▶ [What to work on]:
Pull out every line in the items below that contains the string "branch", matching case exactly, and copy each such line.

▶ [Data listing]:
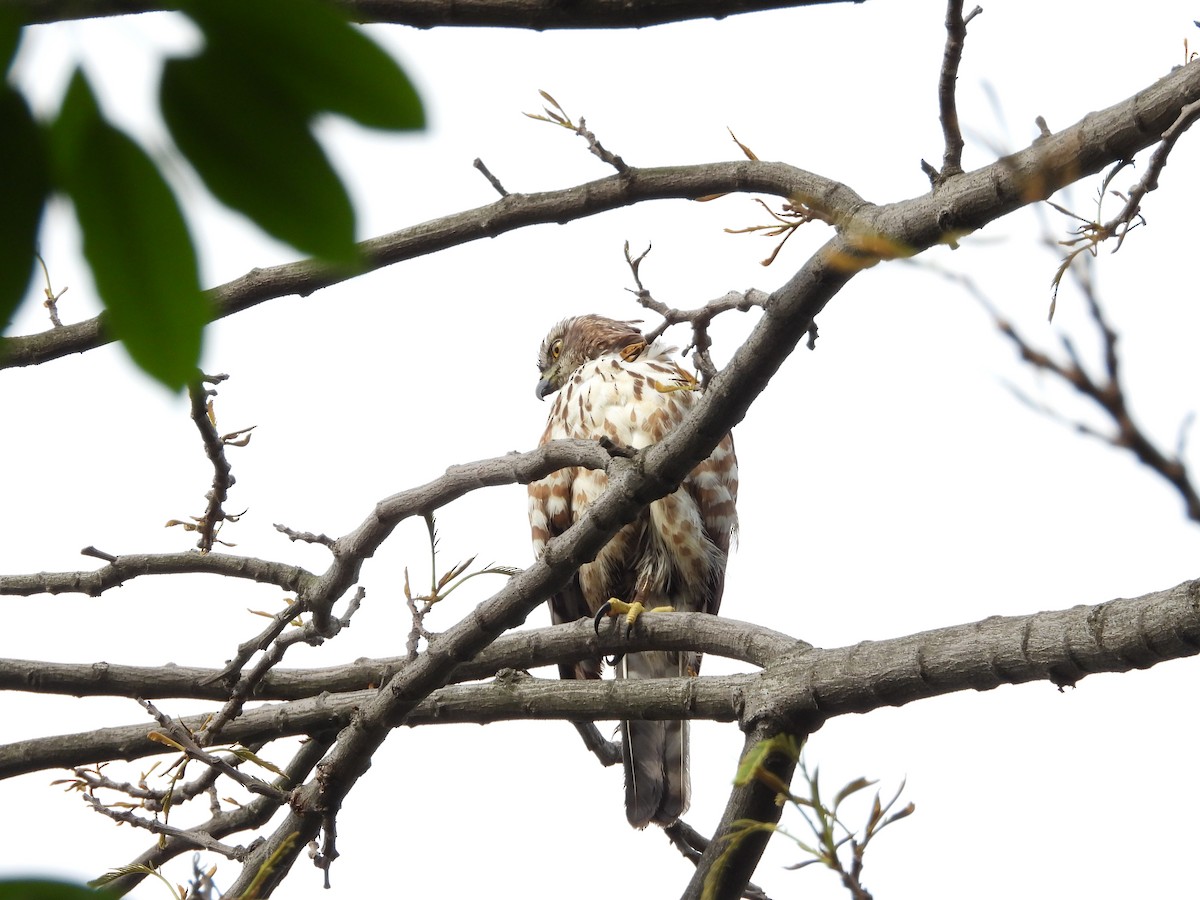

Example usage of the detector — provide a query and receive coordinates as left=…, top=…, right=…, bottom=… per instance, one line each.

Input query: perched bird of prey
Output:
left=529, top=316, right=738, bottom=828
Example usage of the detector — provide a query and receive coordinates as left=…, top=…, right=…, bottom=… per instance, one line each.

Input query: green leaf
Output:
left=161, top=51, right=359, bottom=265
left=50, top=71, right=211, bottom=390
left=182, top=0, right=425, bottom=130
left=0, top=83, right=49, bottom=332
left=0, top=878, right=104, bottom=900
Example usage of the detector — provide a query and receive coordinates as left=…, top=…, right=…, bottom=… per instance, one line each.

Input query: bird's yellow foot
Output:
left=650, top=364, right=700, bottom=394
left=593, top=598, right=674, bottom=666
left=595, top=598, right=674, bottom=634
left=620, top=341, right=646, bottom=362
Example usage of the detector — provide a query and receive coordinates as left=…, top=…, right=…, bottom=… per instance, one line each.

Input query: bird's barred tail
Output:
left=617, top=652, right=691, bottom=828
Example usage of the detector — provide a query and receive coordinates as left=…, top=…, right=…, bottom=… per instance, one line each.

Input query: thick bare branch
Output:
left=0, top=160, right=864, bottom=368
left=0, top=616, right=799, bottom=701
left=0, top=581, right=1200, bottom=778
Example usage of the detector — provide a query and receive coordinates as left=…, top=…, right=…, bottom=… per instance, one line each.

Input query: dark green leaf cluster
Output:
left=0, top=0, right=425, bottom=390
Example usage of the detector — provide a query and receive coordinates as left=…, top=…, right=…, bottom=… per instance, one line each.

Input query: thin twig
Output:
left=472, top=156, right=509, bottom=197
left=920, top=0, right=983, bottom=187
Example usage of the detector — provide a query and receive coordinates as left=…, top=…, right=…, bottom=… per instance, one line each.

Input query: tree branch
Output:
left=0, top=160, right=864, bottom=368
left=0, top=581, right=1200, bottom=778
left=0, top=613, right=804, bottom=701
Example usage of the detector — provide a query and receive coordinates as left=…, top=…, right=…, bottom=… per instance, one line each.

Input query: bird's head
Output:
left=535, top=316, right=646, bottom=400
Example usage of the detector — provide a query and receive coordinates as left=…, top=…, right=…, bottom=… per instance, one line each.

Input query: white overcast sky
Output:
left=0, top=0, right=1200, bottom=900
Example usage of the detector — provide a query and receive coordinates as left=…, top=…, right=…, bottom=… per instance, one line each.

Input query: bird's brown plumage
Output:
left=529, top=316, right=738, bottom=828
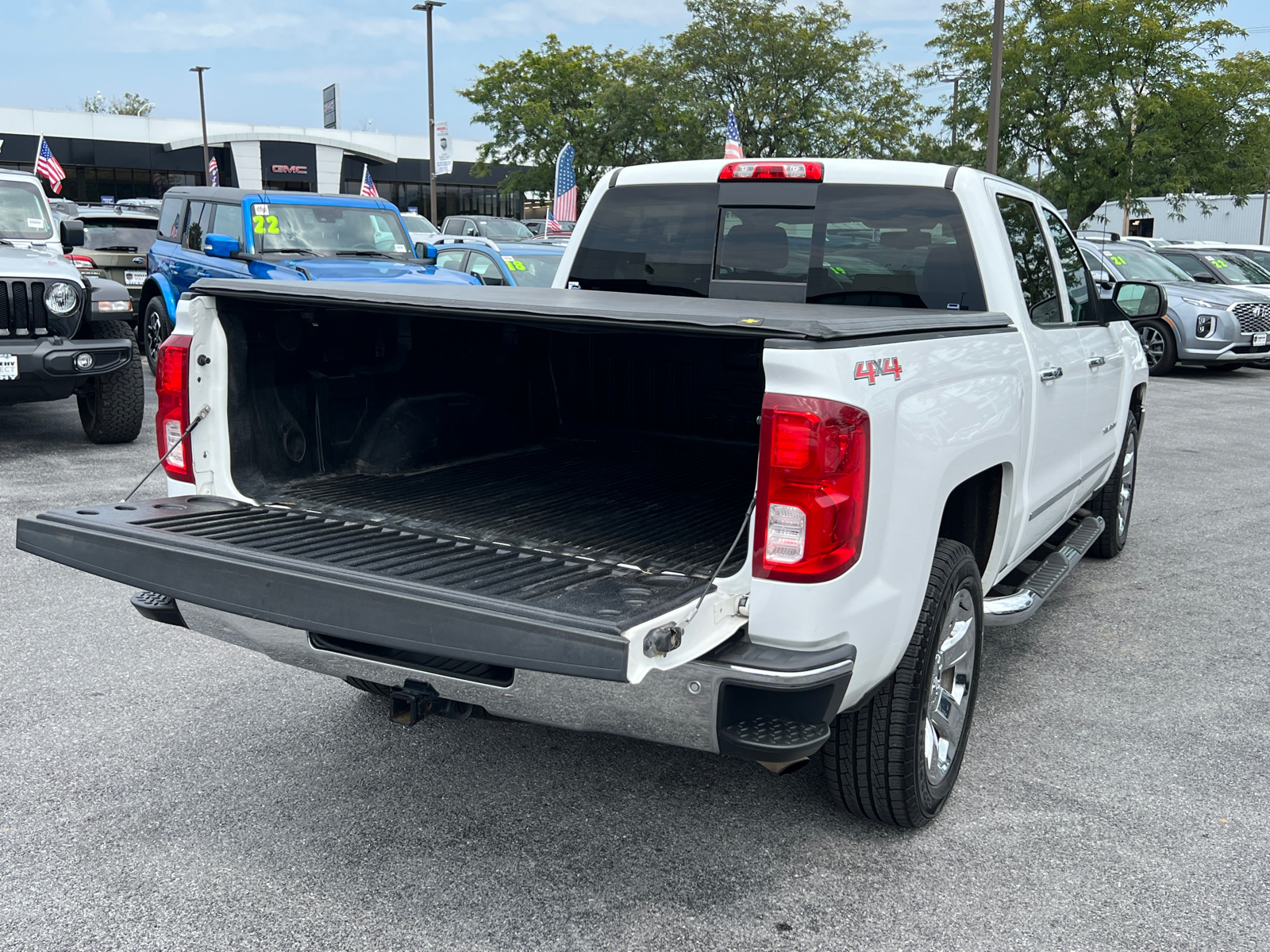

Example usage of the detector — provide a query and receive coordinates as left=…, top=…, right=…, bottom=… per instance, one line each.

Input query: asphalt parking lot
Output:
left=0, top=370, right=1270, bottom=952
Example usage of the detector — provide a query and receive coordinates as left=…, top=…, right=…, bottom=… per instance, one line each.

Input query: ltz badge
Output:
left=856, top=357, right=903, bottom=387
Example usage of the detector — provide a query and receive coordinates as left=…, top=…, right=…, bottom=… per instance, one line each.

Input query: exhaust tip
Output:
left=758, top=757, right=811, bottom=777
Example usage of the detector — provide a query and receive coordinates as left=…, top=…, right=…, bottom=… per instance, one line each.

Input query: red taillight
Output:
left=719, top=159, right=824, bottom=182
left=753, top=393, right=868, bottom=582
left=155, top=334, right=194, bottom=482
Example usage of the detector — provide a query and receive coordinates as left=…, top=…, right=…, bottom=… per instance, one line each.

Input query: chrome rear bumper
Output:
left=179, top=601, right=855, bottom=753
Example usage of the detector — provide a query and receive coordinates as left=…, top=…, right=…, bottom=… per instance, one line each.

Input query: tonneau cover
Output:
left=192, top=278, right=1014, bottom=340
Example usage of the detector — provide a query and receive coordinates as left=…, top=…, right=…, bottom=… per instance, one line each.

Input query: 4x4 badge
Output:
left=856, top=357, right=903, bottom=387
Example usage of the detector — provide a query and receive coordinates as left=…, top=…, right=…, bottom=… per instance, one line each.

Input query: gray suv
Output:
left=1078, top=240, right=1270, bottom=377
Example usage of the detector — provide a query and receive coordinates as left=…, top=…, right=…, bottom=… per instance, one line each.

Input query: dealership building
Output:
left=0, top=108, right=522, bottom=218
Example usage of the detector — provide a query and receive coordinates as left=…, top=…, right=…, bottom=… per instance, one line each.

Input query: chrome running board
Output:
left=983, top=516, right=1106, bottom=627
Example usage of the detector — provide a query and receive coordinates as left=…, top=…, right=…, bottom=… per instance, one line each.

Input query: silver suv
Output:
left=1078, top=240, right=1270, bottom=377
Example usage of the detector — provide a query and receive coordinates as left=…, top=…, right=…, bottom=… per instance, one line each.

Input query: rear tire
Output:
left=75, top=321, right=146, bottom=443
left=1084, top=413, right=1138, bottom=559
left=821, top=538, right=983, bottom=829
left=1137, top=320, right=1177, bottom=377
left=140, top=294, right=171, bottom=373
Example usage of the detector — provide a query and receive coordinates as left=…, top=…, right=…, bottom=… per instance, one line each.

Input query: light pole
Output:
left=189, top=66, right=212, bottom=182
left=984, top=0, right=1006, bottom=175
left=938, top=72, right=965, bottom=148
left=410, top=0, right=444, bottom=227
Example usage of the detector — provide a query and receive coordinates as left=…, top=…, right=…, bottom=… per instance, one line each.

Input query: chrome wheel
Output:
left=925, top=588, right=979, bottom=787
left=1115, top=432, right=1138, bottom=539
left=1138, top=324, right=1164, bottom=367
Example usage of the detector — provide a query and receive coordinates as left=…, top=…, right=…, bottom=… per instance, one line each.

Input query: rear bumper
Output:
left=0, top=338, right=132, bottom=391
left=180, top=601, right=855, bottom=759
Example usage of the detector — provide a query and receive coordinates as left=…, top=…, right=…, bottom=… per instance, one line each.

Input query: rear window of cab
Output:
left=569, top=184, right=986, bottom=311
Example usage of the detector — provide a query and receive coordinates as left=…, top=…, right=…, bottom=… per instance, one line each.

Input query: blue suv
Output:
left=137, top=188, right=481, bottom=370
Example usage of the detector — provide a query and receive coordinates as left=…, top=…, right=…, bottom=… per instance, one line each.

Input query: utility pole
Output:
left=189, top=66, right=212, bottom=182
left=984, top=0, right=1006, bottom=175
left=940, top=72, right=965, bottom=148
left=410, top=0, right=446, bottom=227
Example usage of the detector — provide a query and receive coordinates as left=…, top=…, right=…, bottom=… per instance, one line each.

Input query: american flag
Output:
left=36, top=136, right=66, bottom=195
left=360, top=163, right=379, bottom=198
left=722, top=106, right=745, bottom=159
left=548, top=144, right=578, bottom=228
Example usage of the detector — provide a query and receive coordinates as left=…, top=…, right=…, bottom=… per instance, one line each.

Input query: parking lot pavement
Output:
left=0, top=370, right=1270, bottom=952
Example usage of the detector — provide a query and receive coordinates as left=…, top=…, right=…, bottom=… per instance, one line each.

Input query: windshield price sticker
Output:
left=856, top=357, right=904, bottom=387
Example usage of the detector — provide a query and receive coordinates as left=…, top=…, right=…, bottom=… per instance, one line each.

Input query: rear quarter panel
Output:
left=749, top=328, right=1030, bottom=708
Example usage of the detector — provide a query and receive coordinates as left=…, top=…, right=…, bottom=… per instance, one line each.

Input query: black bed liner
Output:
left=192, top=278, right=1014, bottom=340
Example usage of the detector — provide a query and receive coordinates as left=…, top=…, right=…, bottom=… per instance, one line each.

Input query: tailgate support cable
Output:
left=119, top=406, right=210, bottom=502
left=644, top=493, right=758, bottom=658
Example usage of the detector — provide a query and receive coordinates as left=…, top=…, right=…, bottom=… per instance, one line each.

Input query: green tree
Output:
left=668, top=0, right=926, bottom=157
left=80, top=90, right=155, bottom=116
left=918, top=0, right=1270, bottom=226
left=460, top=0, right=929, bottom=193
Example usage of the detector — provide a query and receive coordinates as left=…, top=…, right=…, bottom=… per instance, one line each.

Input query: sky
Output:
left=0, top=0, right=1270, bottom=138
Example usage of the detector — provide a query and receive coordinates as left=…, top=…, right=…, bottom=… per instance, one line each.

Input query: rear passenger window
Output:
left=159, top=198, right=183, bottom=241
left=211, top=205, right=246, bottom=248
left=997, top=194, right=1063, bottom=325
left=183, top=202, right=216, bottom=251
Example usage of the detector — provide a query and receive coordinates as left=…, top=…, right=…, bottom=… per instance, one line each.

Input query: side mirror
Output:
left=61, top=218, right=84, bottom=251
left=1109, top=281, right=1168, bottom=321
left=203, top=231, right=243, bottom=258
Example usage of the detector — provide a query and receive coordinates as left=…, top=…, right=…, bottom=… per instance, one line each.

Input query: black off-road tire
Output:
left=137, top=294, right=171, bottom=373
left=75, top=321, right=146, bottom=443
left=821, top=539, right=983, bottom=829
left=1084, top=414, right=1139, bottom=559
left=1135, top=320, right=1177, bottom=377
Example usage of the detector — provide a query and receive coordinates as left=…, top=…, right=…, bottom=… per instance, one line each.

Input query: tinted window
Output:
left=1162, top=254, right=1213, bottom=278
left=81, top=218, right=157, bottom=252
left=569, top=186, right=986, bottom=311
left=212, top=205, right=246, bottom=248
left=1043, top=208, right=1097, bottom=322
left=569, top=186, right=719, bottom=297
left=184, top=202, right=216, bottom=251
left=1199, top=251, right=1270, bottom=284
left=997, top=194, right=1063, bottom=324
left=1103, top=245, right=1191, bottom=281
left=159, top=198, right=182, bottom=241
left=813, top=186, right=987, bottom=311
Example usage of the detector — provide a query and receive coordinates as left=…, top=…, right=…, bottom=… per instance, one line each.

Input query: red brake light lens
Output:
left=155, top=334, right=194, bottom=482
left=753, top=393, right=868, bottom=582
left=719, top=159, right=824, bottom=182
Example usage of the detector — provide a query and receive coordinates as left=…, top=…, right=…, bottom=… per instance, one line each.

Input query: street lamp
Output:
left=189, top=66, right=212, bottom=182
left=984, top=0, right=1006, bottom=175
left=410, top=0, right=444, bottom=227
left=938, top=72, right=967, bottom=148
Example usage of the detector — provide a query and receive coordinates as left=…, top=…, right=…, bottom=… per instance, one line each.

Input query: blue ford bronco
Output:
left=137, top=188, right=480, bottom=372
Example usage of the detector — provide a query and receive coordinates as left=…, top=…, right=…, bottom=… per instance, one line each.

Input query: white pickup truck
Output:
left=17, top=160, right=1167, bottom=827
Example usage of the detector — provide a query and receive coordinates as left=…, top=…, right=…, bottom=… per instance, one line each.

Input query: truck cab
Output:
left=140, top=186, right=480, bottom=372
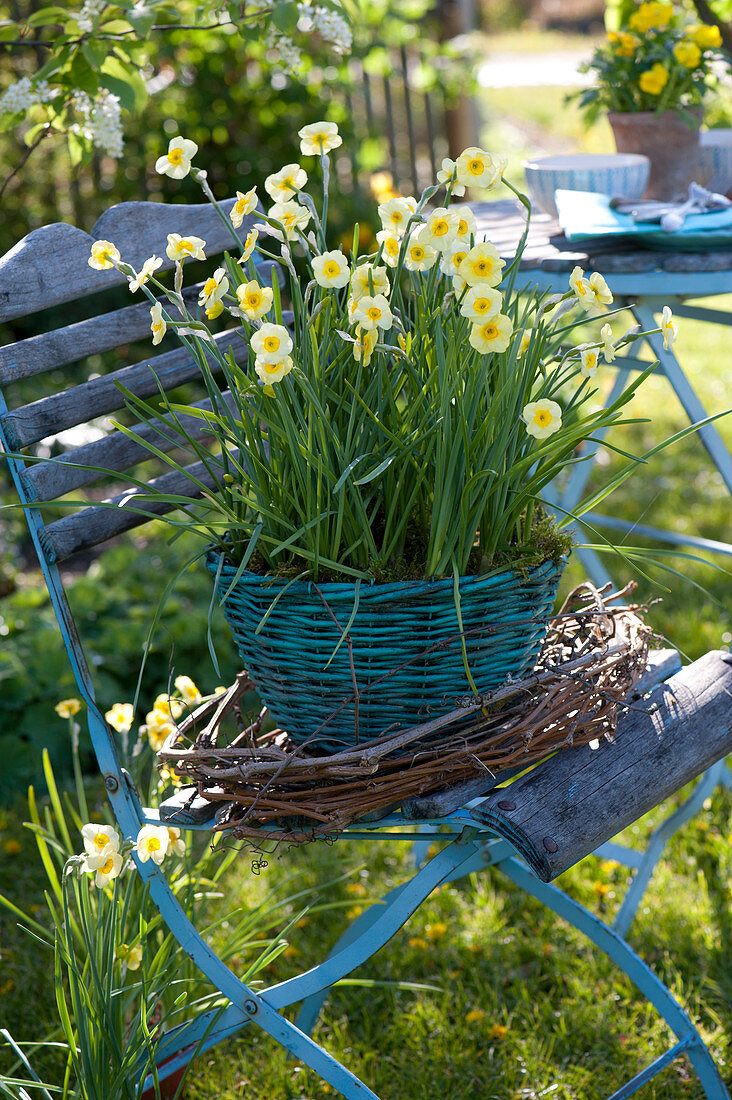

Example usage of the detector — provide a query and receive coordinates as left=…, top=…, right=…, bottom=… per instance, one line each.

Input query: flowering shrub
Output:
left=89, top=122, right=675, bottom=579
left=577, top=0, right=722, bottom=122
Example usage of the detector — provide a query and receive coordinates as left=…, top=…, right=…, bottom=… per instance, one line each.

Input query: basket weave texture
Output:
left=207, top=553, right=564, bottom=751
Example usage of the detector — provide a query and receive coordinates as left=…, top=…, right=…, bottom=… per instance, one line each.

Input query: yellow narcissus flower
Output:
left=264, top=164, right=307, bottom=202
left=269, top=201, right=310, bottom=241
left=150, top=301, right=167, bottom=344
left=313, top=249, right=351, bottom=288
left=297, top=122, right=343, bottom=156
left=579, top=348, right=600, bottom=378
left=237, top=279, right=274, bottom=321
left=234, top=187, right=256, bottom=229
left=353, top=294, right=393, bottom=331
left=469, top=314, right=513, bottom=355
left=638, top=62, right=668, bottom=96
left=54, top=699, right=81, bottom=718
left=419, top=207, right=458, bottom=252
left=89, top=241, right=120, bottom=272
left=660, top=306, right=678, bottom=351
left=254, top=355, right=294, bottom=386
left=130, top=256, right=163, bottom=294
left=455, top=146, right=506, bottom=188
left=351, top=264, right=391, bottom=300
left=105, top=704, right=133, bottom=734
left=674, top=41, right=701, bottom=68
left=155, top=138, right=198, bottom=179
left=379, top=195, right=417, bottom=238
left=404, top=233, right=439, bottom=272
left=460, top=286, right=503, bottom=322
left=134, top=825, right=171, bottom=867
left=458, top=241, right=505, bottom=286
left=376, top=229, right=401, bottom=267
left=165, top=233, right=206, bottom=263
left=251, top=321, right=293, bottom=363
left=521, top=398, right=561, bottom=439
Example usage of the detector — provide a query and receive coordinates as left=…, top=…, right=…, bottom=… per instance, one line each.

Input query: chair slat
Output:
left=0, top=329, right=249, bottom=450
left=0, top=199, right=250, bottom=322
left=40, top=462, right=214, bottom=562
left=21, top=391, right=234, bottom=503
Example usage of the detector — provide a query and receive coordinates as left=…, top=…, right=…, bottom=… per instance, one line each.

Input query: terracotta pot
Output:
left=608, top=108, right=703, bottom=201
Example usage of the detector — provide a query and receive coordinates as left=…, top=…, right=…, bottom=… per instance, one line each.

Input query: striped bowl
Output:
left=524, top=153, right=651, bottom=218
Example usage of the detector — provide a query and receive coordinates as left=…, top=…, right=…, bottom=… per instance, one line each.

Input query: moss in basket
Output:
left=90, top=122, right=676, bottom=594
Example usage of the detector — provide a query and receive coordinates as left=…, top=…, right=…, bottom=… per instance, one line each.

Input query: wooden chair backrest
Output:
left=0, top=199, right=272, bottom=563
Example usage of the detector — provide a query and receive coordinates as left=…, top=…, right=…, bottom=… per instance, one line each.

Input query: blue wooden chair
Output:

▶ [Reply to the task]:
Input query: thick bare branch
Input query: tree branch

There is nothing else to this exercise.